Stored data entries
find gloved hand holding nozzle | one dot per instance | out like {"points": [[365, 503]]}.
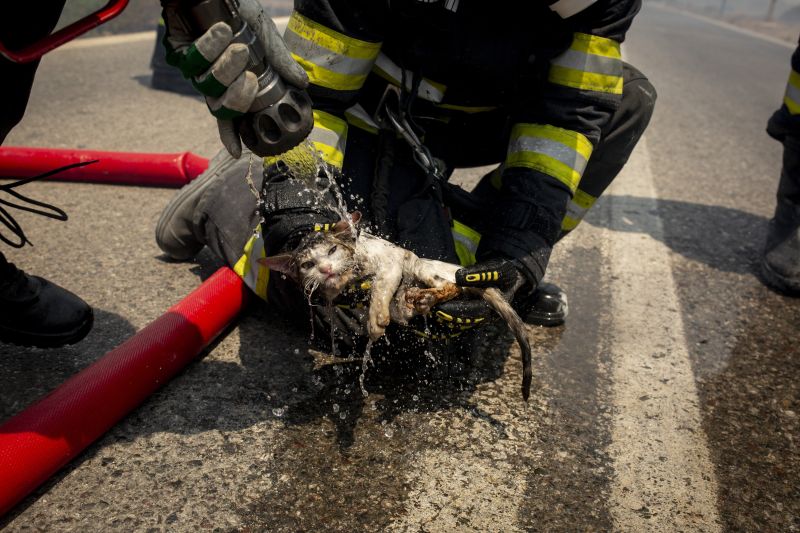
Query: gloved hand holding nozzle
{"points": [[233, 54]]}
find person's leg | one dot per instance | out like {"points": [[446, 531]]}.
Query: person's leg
{"points": [[33, 311], [780, 264], [615, 147], [780, 260], [21, 24]]}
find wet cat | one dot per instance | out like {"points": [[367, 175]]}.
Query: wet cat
{"points": [[403, 285]]}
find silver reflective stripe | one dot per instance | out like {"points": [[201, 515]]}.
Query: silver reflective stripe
{"points": [[322, 57], [589, 63], [567, 8], [426, 90], [549, 147], [326, 137], [793, 93]]}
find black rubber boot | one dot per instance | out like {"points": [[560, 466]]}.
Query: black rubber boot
{"points": [[36, 312], [547, 306], [780, 263]]}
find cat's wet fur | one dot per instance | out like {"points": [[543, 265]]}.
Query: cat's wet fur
{"points": [[328, 262]]}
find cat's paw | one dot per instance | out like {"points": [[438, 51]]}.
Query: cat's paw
{"points": [[375, 330]]}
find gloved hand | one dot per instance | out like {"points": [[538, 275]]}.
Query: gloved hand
{"points": [[217, 67]]}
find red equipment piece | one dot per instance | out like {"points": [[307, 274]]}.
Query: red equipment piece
{"points": [[118, 168], [41, 47], [40, 440]]}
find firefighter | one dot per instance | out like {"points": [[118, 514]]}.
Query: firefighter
{"points": [[33, 310], [405, 92], [780, 261]]}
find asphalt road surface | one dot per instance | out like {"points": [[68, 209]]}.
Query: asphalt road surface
{"points": [[669, 401]]}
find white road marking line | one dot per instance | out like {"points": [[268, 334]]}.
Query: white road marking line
{"points": [[664, 479], [108, 40], [726, 25]]}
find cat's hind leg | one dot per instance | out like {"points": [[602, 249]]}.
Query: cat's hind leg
{"points": [[384, 286]]}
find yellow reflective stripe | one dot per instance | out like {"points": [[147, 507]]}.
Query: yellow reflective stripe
{"points": [[327, 78], [792, 96], [585, 81], [334, 41], [466, 241], [599, 46], [254, 275], [557, 152], [591, 63], [331, 59], [329, 137]]}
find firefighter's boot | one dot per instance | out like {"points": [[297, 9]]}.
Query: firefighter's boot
{"points": [[37, 312], [780, 263]]}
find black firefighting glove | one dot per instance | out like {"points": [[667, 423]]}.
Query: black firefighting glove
{"points": [[454, 317], [293, 207]]}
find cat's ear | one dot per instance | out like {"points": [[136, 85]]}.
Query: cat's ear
{"points": [[281, 263]]}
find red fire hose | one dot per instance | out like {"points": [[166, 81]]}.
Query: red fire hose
{"points": [[40, 440], [42, 46], [121, 168]]}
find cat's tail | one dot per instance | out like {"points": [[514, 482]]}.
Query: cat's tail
{"points": [[498, 302]]}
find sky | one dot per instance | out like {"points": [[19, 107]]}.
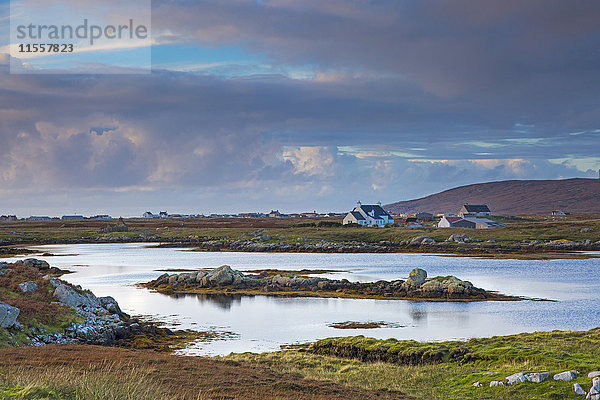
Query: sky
{"points": [[301, 105]]}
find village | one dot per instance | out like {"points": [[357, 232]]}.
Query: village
{"points": [[474, 216]]}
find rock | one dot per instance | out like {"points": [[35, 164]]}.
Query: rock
{"points": [[432, 287], [27, 287], [417, 276], [566, 375], [516, 378], [421, 240], [53, 281], [537, 377], [111, 305], [73, 298], [222, 276], [457, 237], [34, 262], [596, 384], [578, 389], [461, 238], [8, 315], [200, 275]]}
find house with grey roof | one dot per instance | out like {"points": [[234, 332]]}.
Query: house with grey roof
{"points": [[475, 210], [368, 215]]}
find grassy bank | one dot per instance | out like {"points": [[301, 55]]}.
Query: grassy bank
{"points": [[292, 230], [74, 372], [446, 370]]}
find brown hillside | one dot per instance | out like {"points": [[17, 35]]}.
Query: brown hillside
{"points": [[575, 196]]}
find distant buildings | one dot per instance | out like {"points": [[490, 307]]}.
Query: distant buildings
{"points": [[368, 215], [475, 210], [470, 217], [101, 216], [72, 218], [39, 218]]}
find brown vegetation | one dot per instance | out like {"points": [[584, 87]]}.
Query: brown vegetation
{"points": [[528, 197], [184, 377]]}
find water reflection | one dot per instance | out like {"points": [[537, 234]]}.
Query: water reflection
{"points": [[417, 312], [263, 322]]}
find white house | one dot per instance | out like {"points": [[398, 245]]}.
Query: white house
{"points": [[368, 215], [447, 221], [475, 210]]}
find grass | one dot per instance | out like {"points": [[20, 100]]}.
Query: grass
{"points": [[291, 230], [37, 309], [446, 370], [363, 325], [110, 381]]}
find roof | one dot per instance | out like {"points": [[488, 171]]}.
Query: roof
{"points": [[485, 221], [476, 208], [452, 219], [378, 211], [357, 215]]}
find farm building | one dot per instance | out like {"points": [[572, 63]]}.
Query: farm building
{"points": [[368, 215], [475, 210]]}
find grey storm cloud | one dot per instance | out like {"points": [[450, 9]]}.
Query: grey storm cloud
{"points": [[426, 94]]}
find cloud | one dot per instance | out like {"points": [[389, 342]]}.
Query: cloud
{"points": [[310, 160]]}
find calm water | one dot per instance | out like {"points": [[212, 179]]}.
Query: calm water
{"points": [[262, 323]]}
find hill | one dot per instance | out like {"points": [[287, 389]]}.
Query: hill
{"points": [[527, 197]]}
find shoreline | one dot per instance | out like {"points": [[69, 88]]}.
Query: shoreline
{"points": [[417, 287], [443, 249]]}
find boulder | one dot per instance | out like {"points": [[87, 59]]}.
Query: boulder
{"points": [[420, 240], [53, 281], [111, 305], [578, 389], [433, 286], [566, 375], [200, 275], [8, 315], [455, 286], [417, 276], [73, 298], [516, 378], [27, 287], [537, 377], [34, 262], [222, 276], [457, 237]]}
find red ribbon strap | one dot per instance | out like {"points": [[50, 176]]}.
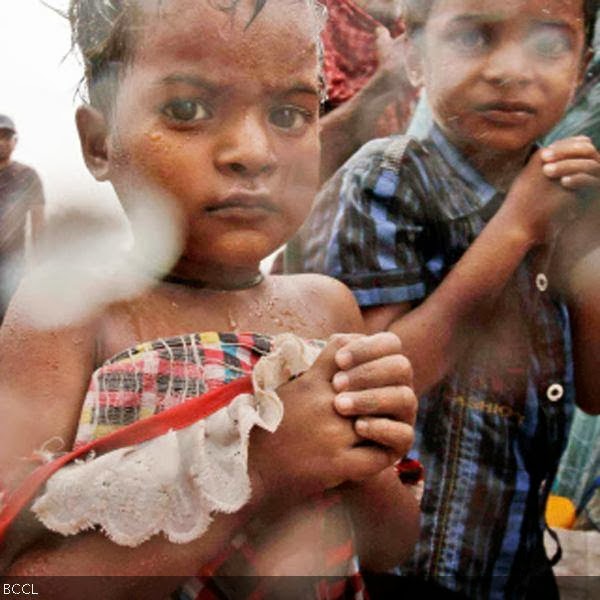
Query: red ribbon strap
{"points": [[178, 417]]}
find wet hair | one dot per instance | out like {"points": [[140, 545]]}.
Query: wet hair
{"points": [[416, 12], [104, 33]]}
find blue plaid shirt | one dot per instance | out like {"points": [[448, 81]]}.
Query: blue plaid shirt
{"points": [[391, 224]]}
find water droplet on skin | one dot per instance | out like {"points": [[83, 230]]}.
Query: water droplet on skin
{"points": [[232, 322]]}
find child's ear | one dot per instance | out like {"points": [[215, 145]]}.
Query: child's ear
{"points": [[588, 55], [93, 134], [413, 59]]}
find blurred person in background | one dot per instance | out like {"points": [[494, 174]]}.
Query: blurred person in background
{"points": [[21, 194], [368, 92]]}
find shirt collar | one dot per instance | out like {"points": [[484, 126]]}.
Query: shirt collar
{"points": [[485, 191]]}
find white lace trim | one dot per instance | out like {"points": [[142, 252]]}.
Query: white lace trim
{"points": [[174, 483]]}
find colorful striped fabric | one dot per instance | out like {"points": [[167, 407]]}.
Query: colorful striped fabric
{"points": [[151, 377]]}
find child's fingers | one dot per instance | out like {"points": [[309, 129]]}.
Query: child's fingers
{"points": [[397, 437], [325, 362], [388, 370], [575, 147], [399, 402], [573, 166], [366, 461], [367, 348], [581, 181]]}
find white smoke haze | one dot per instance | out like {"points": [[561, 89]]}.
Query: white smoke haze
{"points": [[86, 261]]}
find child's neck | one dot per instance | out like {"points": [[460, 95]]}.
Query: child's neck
{"points": [[215, 278]]}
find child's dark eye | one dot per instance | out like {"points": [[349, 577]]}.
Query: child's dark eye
{"points": [[289, 117], [186, 111], [470, 39], [550, 44]]}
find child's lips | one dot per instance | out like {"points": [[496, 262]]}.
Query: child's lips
{"points": [[243, 205], [507, 113]]}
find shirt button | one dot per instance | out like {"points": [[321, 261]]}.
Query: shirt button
{"points": [[555, 392]]}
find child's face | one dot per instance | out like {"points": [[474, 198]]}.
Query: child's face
{"points": [[499, 74], [223, 121]]}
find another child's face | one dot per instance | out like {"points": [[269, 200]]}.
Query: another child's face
{"points": [[500, 73], [8, 141], [224, 122]]}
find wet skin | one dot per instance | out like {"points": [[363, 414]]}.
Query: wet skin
{"points": [[501, 74], [222, 120]]}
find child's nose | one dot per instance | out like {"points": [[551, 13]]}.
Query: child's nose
{"points": [[245, 148], [509, 64]]}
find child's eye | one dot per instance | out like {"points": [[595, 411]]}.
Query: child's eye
{"points": [[550, 44], [186, 111], [470, 39], [289, 117]]}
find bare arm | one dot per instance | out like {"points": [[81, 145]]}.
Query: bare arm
{"points": [[577, 259], [346, 128]]}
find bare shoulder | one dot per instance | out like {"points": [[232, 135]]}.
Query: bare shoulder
{"points": [[45, 369], [328, 300]]}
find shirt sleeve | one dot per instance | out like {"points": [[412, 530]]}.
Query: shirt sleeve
{"points": [[375, 246]]}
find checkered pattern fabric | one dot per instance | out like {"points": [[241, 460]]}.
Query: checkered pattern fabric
{"points": [[490, 435]]}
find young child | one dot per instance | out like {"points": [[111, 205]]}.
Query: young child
{"points": [[453, 245], [212, 107]]}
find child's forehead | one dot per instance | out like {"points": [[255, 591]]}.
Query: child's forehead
{"points": [[284, 30], [503, 9]]}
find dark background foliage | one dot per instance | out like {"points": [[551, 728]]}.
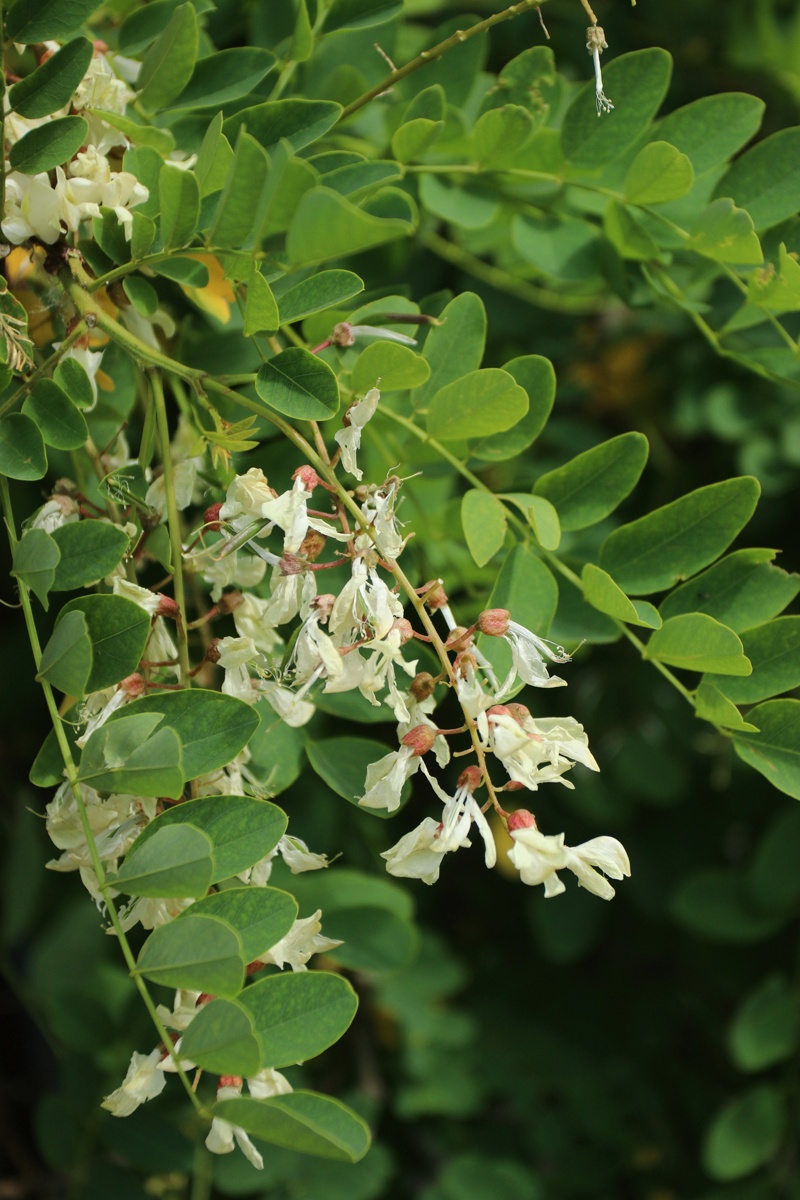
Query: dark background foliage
{"points": [[535, 1050]]}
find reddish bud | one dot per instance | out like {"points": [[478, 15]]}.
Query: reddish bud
{"points": [[522, 820], [133, 684], [494, 622], [471, 778], [307, 475], [420, 739], [211, 516], [422, 685], [458, 639], [229, 600], [167, 606], [312, 545]]}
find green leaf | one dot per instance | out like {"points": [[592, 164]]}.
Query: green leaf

(What needs to be done)
Pictures are to be left out. Write out only the lines above starting at the one with "Query: shirt sleeve" and ending at the one with "find reddish bud", both lines included, exactly.

(Solution below)
Query: shirt sleeve
{"points": [[375, 246]]}
find checkered pattern fabric | one dot per instance | out like {"points": [[241, 460]]}.
Query: checkered pattern fabric
{"points": [[490, 435]]}
find young child | one dot per instance | out like {"points": [[111, 205]]}.
Query: young child
{"points": [[453, 245], [212, 107]]}
find child's forehead | one dot per instance | out like {"points": [[255, 591]]}.
Query: child's forehead
{"points": [[284, 30], [503, 9]]}
find dark background foliage | one dot per instance | out like {"points": [[551, 728]]}.
Query: dark background foliage
{"points": [[535, 1050]]}
find reddish bud | one dot per instance | out like {"points": [[478, 15]]}.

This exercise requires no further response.